▽

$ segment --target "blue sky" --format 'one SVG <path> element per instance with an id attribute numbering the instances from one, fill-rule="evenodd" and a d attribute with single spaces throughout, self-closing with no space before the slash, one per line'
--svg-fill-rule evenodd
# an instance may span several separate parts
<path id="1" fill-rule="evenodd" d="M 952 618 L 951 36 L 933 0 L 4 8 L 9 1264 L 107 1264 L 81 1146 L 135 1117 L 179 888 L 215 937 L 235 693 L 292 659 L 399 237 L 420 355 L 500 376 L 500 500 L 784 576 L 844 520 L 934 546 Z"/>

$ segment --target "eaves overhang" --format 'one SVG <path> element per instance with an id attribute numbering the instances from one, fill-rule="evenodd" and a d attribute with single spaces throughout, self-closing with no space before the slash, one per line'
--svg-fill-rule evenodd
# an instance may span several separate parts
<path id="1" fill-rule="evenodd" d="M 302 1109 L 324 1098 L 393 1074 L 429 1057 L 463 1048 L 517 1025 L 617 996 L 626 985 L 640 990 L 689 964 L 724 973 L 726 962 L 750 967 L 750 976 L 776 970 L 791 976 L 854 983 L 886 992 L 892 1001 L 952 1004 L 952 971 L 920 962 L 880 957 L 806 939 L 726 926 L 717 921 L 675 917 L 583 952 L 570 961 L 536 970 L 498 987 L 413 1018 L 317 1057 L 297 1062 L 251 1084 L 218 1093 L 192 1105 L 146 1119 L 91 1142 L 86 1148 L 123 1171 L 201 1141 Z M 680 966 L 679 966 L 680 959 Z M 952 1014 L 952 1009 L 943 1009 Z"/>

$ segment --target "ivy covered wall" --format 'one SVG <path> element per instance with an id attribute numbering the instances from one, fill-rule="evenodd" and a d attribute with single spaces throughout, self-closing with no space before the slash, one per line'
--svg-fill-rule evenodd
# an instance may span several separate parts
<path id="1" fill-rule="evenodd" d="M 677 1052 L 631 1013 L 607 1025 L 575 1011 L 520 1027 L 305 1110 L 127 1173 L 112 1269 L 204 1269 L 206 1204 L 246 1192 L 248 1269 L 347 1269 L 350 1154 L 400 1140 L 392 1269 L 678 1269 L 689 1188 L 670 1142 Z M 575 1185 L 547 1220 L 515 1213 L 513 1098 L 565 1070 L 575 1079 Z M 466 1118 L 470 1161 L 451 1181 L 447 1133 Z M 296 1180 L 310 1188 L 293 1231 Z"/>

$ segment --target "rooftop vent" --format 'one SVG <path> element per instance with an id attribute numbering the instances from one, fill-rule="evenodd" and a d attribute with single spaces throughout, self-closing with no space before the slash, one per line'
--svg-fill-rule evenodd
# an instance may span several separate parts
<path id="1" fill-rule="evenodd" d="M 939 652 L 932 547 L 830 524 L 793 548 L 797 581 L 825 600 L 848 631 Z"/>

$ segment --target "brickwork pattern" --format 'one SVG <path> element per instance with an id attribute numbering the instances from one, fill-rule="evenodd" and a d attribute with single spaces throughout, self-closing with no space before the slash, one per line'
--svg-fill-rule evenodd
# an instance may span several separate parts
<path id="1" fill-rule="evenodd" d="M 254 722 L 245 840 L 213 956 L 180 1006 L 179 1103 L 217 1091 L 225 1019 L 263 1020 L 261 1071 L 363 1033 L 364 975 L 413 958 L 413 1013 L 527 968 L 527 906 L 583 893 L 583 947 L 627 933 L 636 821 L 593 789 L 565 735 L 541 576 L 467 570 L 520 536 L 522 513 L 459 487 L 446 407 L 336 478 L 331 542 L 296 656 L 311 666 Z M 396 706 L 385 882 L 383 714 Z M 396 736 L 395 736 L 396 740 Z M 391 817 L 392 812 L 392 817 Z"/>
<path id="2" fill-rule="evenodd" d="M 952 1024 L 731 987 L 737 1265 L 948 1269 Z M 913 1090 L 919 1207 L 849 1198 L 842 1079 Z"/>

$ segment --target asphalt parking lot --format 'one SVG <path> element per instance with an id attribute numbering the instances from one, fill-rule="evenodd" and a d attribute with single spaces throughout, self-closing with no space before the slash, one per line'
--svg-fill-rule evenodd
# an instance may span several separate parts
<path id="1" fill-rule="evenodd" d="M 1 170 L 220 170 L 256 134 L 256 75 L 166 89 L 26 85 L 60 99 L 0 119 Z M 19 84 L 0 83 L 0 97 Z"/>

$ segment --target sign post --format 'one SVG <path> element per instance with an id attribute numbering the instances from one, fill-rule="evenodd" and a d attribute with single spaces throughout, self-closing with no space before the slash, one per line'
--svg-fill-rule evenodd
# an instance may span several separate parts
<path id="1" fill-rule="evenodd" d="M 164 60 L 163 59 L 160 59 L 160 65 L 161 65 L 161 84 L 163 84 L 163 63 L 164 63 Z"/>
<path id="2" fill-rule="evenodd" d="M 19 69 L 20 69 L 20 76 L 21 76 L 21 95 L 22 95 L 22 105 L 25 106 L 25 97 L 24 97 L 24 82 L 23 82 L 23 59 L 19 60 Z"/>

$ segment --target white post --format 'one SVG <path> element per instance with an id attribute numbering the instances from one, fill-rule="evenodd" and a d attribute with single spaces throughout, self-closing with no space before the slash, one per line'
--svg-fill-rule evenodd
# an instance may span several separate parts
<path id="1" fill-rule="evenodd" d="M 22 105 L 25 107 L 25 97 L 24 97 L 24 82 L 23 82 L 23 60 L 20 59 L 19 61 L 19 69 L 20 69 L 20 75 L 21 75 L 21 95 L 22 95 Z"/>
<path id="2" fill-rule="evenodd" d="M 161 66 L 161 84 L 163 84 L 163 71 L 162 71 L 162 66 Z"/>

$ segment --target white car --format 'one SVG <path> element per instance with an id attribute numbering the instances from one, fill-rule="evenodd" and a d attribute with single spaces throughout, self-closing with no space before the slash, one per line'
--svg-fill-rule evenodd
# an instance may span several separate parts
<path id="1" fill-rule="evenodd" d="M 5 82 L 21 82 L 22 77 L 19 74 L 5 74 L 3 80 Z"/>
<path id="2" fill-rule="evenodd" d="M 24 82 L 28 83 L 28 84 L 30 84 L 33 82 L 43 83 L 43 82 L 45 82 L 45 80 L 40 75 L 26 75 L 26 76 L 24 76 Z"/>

△

Your objective: Arrange the items starting at the line containing "--target white car" and ending at the last item as a two-column CSV with the headers command and result. Give one row per item, with its text and its answer each in a single quoted field and line breaks replaced by spaces.

The output:
command,result
"$ segment --target white car --format 'one SVG <path> element per instance with an id attribute numbering the instances from one, fill-rule=""evenodd"" and a d attribute with single spaces throughout, self-closing with no space before the slash, one per line' --svg-fill-rule evenodd # an instance may span several separate parts","<path id=""1"" fill-rule=""evenodd"" d=""M 5 82 L 21 82 L 22 77 L 19 74 L 5 74 L 3 80 Z""/> <path id=""2"" fill-rule=""evenodd"" d=""M 24 82 L 28 83 L 28 84 L 30 84 L 33 82 L 43 83 L 43 82 L 45 82 L 45 80 L 40 75 L 26 75 L 26 76 L 24 76 Z""/>"